En janvier 2023, 77 % des français sont satisfaits de leur travail d’après l’Institut Montaigne qui relevait pourtant à l’automne 2022 que 49 % des français trouvent qu’il faudrait abaisser l’âge actuel (62 ans ) de la retraite ! En même temps TF1 reprend, le 30 janvier 2023, le sondage du site talent.com qui fait apparaître que 44% des salariés veulent moins s’impliquer dans leur travail.



Le débat sur la réforme du régime des retraites agit comme un coup de pied dans la fourmilière du monde du travail : l’emploi des séniors, les carrières longues, la pénibilité, le télétravail, l’inégalité homme-femme etc… Autant d’informations utiles, contradictoires, controversées bref le débat sur les retraites éclaire aussi sur l’état du « monde du travail » et en même temps ce débat nous égare et nous déchire entre ceux qui se plaisent à leur travail et qui n’ont pas de problème à ajouter 2 ans de plus à leur carrière et qui se qualifient eux-mêmes de « responsables » en s’inquiétant de l’équilibre financier du régime de retraites, et ceux effrayés par la perspective d’un âge de départ en retraite à 64 ans et 43 années et plus de cotisations et qui seraient donc « inconséquents » quant à la pérennité du régime de retraite par répartition.
C’est probablement schématique de séparer la population active sur ce principe mais j’ai été interpelé par le commentaire suivant sur le résultat sur la satisfaction au travail : « Les travailleurs les plus satisfaits par leur travail sont le plus souvent : les chefs d’entreprise, les artisans et les professions libérales ».
L’écart grandissant entre son métier qu’on apprécie et son travail qu’on rejette, n’est-il pas aussi à l’origine du rejet assez majoritaire (plus de 70 %) de cette réforme des retraites ?
« J’aime mon métier »
Si les plus « chanceux » ont une vocation précoce, il est parfois tardif d’identifier un métier qui s’il n’est pas le métier de ses rêves permet quand même à chacun de trouver sa voie et son employabilité dans un domaine et par conséquent de s’intéresser un minimum aux compétences à acquérir et de se former à un métier où se réalisent talents et compétences.
Ce métier (boulanger, informaticien, maçon, comptable, médecin…) a aussi l’avantage d’avoir une valeur marchande sur le marché du travail et d’apporter une reconnaissance sociale.
Formés à ce métier, vous arrivez plein de projets. Votre enthousiasme et votre créativité sont purs et vierges : prêts à l’emploi !
Il va falloir maintenant réaliser ce métier dans un…travail ! Et c’est le début des ennuis pour beaucoup de personnes.
« Je n’aime pas mon travail »

○ ○ ○ ○ ○ ○ ○

SÉRIE D'EXERCICES:
• 1. Reproduisez le texte sur le travail et la réforme des retraites, de « Ce métier (boulanger, informaticien, maçon, comptable, médecin…) » jusqu'à « à l’emploi ! » inclus.
• 2. Poursuivez le texte sur le travail et la réforme des retraites à partir de l'endroit où il s'arrête.

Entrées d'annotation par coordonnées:
○ ○ ○ ○ ○ ○ ○

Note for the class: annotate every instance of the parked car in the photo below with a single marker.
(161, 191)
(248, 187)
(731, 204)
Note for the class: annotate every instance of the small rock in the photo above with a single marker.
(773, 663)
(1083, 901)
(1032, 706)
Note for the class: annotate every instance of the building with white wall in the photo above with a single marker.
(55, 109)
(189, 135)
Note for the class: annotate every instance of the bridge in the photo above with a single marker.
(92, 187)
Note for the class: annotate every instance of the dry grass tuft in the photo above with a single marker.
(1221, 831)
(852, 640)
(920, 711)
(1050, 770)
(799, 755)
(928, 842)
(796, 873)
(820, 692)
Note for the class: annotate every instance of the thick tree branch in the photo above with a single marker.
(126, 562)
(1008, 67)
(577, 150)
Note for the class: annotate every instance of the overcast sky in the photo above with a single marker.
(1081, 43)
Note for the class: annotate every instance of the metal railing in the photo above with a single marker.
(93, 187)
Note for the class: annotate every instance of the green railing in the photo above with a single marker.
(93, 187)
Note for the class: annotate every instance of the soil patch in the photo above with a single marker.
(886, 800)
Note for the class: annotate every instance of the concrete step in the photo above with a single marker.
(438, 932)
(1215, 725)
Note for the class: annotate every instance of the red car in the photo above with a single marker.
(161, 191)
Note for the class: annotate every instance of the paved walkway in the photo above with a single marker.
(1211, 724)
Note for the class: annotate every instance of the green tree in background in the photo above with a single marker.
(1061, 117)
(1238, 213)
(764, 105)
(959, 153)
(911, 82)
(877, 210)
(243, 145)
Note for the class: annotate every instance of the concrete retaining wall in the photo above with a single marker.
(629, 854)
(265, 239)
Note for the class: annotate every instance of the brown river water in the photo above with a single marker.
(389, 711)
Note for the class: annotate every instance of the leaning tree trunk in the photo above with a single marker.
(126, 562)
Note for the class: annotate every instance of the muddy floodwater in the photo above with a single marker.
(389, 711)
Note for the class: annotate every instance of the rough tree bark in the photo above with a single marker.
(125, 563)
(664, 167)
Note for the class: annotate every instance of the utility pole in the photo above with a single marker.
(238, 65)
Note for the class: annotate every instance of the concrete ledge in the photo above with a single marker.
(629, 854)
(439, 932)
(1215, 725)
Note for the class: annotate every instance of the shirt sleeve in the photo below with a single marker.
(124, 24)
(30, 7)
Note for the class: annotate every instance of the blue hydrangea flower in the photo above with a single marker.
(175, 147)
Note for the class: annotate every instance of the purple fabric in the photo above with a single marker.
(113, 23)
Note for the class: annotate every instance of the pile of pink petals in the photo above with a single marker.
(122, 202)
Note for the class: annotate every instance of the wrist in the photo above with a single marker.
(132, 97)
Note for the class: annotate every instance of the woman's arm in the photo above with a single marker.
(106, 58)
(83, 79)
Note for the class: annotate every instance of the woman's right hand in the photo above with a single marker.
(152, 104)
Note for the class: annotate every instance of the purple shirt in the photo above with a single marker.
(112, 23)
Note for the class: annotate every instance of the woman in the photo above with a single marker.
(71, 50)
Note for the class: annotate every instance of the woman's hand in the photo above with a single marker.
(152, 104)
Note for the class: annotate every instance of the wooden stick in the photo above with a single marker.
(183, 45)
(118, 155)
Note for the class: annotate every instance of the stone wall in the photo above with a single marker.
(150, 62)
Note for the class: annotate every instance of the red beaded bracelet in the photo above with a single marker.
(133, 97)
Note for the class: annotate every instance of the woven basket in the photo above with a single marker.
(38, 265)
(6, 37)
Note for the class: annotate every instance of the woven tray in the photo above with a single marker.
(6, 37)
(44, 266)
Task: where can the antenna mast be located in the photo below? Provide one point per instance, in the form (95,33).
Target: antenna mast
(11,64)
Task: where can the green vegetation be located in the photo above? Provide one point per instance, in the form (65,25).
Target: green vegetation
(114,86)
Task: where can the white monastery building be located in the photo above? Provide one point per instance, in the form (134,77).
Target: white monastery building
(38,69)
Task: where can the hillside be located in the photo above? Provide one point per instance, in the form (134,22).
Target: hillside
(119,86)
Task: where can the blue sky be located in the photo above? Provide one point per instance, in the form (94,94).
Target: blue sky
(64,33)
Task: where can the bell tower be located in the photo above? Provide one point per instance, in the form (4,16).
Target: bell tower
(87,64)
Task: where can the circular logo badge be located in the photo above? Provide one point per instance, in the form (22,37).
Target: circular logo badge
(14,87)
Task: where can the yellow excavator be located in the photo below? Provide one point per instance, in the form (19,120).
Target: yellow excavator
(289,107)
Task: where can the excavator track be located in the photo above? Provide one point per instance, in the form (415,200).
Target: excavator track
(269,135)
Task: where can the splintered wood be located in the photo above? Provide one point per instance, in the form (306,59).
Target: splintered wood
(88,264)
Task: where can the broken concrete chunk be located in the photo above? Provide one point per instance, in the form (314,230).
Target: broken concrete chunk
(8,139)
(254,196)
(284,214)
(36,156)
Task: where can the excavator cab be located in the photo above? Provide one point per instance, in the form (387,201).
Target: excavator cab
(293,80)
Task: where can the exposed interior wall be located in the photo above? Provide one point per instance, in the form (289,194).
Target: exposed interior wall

○ ○ ○ ○ ○ ○ ○

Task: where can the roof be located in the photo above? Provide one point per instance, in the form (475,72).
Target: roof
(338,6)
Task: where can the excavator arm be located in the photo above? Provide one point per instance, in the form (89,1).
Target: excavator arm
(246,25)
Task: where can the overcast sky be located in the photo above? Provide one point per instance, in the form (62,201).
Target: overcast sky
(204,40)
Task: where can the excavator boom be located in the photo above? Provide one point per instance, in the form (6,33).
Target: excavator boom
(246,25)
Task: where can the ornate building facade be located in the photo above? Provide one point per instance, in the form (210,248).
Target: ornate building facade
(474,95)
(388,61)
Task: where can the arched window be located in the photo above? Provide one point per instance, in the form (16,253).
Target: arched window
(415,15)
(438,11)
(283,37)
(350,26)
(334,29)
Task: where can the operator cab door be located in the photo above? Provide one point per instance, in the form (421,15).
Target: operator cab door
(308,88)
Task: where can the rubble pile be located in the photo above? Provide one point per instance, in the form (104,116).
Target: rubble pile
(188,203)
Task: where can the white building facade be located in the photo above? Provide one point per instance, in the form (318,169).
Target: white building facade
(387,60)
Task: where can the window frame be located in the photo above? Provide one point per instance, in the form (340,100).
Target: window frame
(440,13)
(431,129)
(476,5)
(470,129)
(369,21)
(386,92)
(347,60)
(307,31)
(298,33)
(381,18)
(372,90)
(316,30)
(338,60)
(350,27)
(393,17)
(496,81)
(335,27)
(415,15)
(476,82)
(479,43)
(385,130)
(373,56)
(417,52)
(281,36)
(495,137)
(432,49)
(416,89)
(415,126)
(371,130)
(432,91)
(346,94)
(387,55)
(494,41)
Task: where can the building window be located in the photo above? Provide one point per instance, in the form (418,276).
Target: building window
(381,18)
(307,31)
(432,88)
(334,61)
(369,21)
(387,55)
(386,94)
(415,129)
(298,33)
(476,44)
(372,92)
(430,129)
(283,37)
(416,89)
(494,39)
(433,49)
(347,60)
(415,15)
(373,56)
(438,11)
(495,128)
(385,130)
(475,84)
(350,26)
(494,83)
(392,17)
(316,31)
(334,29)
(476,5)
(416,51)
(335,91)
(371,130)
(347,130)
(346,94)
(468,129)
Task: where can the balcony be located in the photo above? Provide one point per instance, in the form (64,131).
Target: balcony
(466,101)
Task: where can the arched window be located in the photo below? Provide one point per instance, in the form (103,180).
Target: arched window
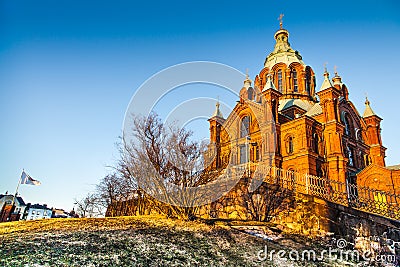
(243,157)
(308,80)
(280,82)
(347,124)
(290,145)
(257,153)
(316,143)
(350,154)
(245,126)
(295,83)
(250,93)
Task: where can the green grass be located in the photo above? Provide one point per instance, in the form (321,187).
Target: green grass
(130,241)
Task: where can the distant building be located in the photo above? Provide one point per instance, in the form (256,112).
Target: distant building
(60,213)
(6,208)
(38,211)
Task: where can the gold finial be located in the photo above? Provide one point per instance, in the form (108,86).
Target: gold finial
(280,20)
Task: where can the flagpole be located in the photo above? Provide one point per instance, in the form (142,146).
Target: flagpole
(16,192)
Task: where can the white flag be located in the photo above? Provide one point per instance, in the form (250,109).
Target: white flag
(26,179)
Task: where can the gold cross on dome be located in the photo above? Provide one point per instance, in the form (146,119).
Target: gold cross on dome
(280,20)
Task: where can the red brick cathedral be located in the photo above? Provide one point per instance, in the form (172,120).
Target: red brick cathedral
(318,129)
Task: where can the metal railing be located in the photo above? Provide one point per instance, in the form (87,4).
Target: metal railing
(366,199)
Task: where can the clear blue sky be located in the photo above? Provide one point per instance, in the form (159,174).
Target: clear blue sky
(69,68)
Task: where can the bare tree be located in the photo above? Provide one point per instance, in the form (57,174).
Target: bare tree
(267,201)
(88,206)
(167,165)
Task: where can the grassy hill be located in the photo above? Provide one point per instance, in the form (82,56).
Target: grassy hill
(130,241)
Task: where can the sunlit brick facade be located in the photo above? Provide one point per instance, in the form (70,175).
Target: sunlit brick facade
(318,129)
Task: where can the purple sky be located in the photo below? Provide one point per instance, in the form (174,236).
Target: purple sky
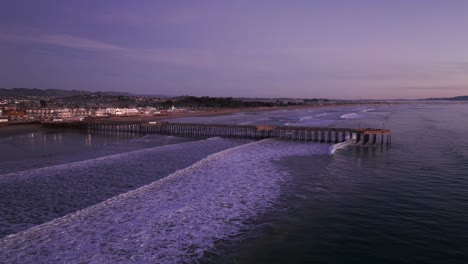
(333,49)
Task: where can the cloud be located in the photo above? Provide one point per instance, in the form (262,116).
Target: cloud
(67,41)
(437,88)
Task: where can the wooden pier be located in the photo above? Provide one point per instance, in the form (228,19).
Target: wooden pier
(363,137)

○ ○ ○ ○ ○ ○ ○

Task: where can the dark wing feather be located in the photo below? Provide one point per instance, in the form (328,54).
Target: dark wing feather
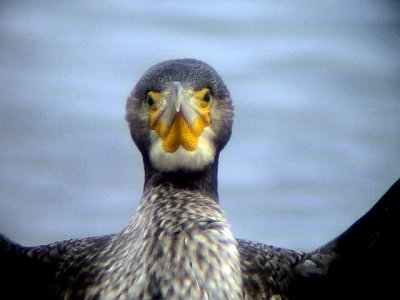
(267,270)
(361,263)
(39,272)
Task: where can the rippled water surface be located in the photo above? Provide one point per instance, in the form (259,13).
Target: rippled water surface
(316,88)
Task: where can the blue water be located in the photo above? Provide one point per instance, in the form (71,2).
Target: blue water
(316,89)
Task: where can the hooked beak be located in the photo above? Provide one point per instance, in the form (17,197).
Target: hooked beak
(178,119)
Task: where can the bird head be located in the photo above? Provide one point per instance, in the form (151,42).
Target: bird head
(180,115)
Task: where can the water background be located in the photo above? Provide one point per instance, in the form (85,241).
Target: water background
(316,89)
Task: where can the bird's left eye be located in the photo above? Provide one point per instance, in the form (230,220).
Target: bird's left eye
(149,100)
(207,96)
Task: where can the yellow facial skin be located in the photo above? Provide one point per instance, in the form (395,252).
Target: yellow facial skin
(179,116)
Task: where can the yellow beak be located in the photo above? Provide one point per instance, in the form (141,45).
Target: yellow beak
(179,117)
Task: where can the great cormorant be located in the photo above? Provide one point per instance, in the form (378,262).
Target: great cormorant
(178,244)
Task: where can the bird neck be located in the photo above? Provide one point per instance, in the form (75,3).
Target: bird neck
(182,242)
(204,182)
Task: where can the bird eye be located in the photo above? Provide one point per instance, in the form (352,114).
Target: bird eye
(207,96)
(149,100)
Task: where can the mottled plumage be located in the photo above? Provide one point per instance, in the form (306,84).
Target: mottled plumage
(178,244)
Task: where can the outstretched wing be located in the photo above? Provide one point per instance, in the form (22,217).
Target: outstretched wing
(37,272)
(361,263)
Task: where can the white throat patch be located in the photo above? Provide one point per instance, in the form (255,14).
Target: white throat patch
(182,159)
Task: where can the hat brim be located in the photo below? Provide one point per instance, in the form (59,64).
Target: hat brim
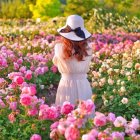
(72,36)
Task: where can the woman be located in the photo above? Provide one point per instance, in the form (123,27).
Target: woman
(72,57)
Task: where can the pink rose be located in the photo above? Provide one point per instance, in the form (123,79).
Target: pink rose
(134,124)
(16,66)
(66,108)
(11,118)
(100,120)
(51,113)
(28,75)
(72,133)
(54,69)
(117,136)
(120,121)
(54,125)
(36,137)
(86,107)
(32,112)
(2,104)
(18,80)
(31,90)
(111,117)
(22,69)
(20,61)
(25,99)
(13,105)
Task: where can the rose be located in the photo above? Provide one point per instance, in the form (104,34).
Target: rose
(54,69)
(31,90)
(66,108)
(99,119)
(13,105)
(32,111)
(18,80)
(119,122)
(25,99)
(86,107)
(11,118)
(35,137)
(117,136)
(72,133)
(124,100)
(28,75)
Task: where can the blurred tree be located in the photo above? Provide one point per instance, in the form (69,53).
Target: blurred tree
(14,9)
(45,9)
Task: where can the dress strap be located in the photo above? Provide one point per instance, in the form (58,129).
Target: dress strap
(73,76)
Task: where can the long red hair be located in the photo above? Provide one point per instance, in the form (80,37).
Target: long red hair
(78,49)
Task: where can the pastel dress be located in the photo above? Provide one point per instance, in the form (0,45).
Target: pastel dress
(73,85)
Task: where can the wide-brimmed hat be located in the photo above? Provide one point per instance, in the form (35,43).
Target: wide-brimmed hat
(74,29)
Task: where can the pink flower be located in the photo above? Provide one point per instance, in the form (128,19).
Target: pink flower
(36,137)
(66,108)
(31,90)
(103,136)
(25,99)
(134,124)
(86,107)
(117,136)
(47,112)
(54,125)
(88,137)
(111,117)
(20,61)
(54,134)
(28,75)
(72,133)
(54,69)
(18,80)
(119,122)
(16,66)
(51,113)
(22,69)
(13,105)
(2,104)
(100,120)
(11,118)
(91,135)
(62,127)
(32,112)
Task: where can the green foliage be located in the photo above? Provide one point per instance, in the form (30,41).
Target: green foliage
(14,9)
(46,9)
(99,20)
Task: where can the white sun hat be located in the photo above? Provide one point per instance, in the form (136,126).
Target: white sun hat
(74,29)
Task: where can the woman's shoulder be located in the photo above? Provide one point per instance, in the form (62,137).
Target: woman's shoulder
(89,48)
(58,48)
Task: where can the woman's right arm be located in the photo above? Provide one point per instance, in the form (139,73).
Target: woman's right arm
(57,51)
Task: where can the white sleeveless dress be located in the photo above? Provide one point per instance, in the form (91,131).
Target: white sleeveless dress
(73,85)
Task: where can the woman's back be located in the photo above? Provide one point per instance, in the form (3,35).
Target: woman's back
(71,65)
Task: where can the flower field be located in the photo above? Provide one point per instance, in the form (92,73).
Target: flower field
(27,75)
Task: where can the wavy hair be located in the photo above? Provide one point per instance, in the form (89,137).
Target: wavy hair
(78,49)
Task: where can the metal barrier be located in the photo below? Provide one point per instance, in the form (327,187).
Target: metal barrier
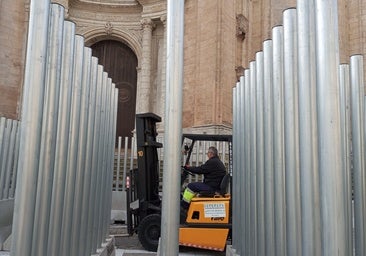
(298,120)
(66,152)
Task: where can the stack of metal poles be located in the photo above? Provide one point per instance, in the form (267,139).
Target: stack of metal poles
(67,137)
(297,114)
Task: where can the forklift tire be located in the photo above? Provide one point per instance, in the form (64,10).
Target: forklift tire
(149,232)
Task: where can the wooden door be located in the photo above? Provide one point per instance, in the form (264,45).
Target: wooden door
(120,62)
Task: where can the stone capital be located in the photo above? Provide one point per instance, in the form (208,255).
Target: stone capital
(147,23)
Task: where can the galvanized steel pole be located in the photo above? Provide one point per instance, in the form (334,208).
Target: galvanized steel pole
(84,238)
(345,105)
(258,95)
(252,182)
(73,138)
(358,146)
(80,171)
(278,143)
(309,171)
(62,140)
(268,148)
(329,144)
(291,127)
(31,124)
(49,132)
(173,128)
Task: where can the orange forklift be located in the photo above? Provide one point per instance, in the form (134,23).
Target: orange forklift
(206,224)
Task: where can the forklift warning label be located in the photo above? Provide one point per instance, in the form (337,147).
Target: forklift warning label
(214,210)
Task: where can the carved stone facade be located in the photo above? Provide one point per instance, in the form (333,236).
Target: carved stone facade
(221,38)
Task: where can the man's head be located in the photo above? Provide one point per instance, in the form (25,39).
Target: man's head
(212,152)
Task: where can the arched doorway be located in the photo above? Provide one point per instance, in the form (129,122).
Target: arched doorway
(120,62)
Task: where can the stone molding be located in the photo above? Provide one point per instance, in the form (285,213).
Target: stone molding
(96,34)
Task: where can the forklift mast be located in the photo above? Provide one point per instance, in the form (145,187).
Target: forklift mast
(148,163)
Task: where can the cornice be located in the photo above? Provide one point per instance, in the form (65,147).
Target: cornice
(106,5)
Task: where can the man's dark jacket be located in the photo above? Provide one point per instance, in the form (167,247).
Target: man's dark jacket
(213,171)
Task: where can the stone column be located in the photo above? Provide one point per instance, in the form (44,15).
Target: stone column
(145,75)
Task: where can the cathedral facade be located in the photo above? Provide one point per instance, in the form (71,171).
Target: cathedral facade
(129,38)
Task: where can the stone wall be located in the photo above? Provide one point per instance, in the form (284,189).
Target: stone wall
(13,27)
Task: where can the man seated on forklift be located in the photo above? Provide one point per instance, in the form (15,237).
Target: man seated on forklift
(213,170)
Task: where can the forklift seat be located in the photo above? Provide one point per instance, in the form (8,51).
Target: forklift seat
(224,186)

○ ○ ○ ○ ○ ○ ○

RÉPONSES RÉDIGÉES:
• 1.
Ce métier (boulanger, informaticien, maçon, comptable, médecin…) a aussi l’avantage d’avoir une valeur marchande sur le marché du travail et d’apporter une reconnaissance sociale.
Formés à ce métier, vous arrivez plein de projets. Votre enthousiasme et votre créativité sont purs et vierges : prêts à l’emploi !

• 2.
Par définition, le travail est l’ensemble des activités organisées en vue de produire ce qui est utile !
Il ne suffit pas d’aimer faire du pain, il faut savoir le vendre. Il ne suffit pas d’aimer la programmation informatique, il faut savoir livrer une application utilisée et qui rend des services. Il ne suffit pas d’aimer la maçonnerie, il faut construire des maisons…
J’arrête là les exemples, car je crois que vous avez compris que pour rendre un métier utile c’est-à-dire le transformer en « travail », ce qui vaudra au passage rémunération, il faut inscrire l’exercice de son métier dans un ensemble de contraintes comme les procédures et les processus de l’entreprise, la gestion souvent hiérarchique des équipes, les délais de livraison souvent très (trop ?) courts, la satisfaction des clients etc…
Tout cela dans un contexte où il faut savoir vivre et composer avec des collègues, où il faut tenir compte de la politique interne qui oscille entre stratégie d’entreprise qui est légitime et ambitions personnelles qui le sont moins, où les injonctions contradictoires sont légions, où la transversalité et la complexité des entreprises et des processus imposent de savoir négocier pour qu’avancent nos propres sujets car les priorités de chacun ne sont évidemment pas toujours compatibles et dans un contexte, enfin, où la reconnaissance est souvent insuffisante surtout en France où la culture est de voir plutôt le verre à demi-vide qu’à demi-plein ; sans parler des écarts de salaires entre les strates hiérarchiques et les différents métiers.
Et ajoutons, pour être complet sur l’écosystème, dans lequel chacun travaille : l’exigence des clients, la concurrence, l’innovation, le réglementaire, les partenaires économiques, etc… Autant de contraintes externes qui s’ajoutent au quotidien de toutes les entreprises.
La transformation de son métier dans un travail a pour conséquences d’ajouter aux activités propres au métier, des activités complémentaires comme les réunions, les mails à répondre, les négociations parfois difficiles, les notes de procédures, les reporting, le management des ressources humaines et financières, sans parler des discussions informelles nécessaires pour exercer son influence dans l’entreprise et arriver à convaincre.
Quand les activités complémentaires précédentes prennent le pas sur le reste, elles nous éloignent de notre métier de base, font souvent perdre le sens de son job et finissent par gérer du mauvais stress.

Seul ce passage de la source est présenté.